## Begin

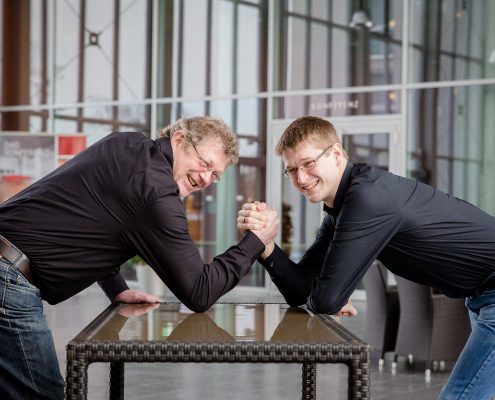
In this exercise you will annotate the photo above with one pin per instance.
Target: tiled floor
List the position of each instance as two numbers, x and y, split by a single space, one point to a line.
230 381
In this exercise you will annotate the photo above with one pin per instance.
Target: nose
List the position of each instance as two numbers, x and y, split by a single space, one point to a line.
206 178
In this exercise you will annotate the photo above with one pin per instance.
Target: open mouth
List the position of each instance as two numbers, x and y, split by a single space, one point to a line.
192 182
311 186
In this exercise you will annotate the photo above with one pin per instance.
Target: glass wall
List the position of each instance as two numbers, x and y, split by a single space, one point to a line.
90 67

## End

▶ [TASK TO COMPLETE] The records above need to be restated word for word, with the pictures left out.

▶ [FULL SOLUTION]
In this exercise you will annotate the photo above with one pin per instance.
Target: tiled floor
List the position of each instance as two numbers, x and y, split by a single space, one point to a line.
230 381
In this exercise you will annotate the photo above with one pin per instance.
Target: nose
List the position of each instance as two numbers, x and y, split by a single space, one point to a line.
206 178
In this exercise you will annotate the photo above with one pin per instance.
Target: open mouth
List the position of each instance as two numbers, x and y, split by a single space, one point to a line.
192 182
311 186
In this exercise you will annotate the photo above with one pin per instance.
Target: glass wall
List the position of each instance as two numbers, x and y, split by a single space, one point to a line.
90 67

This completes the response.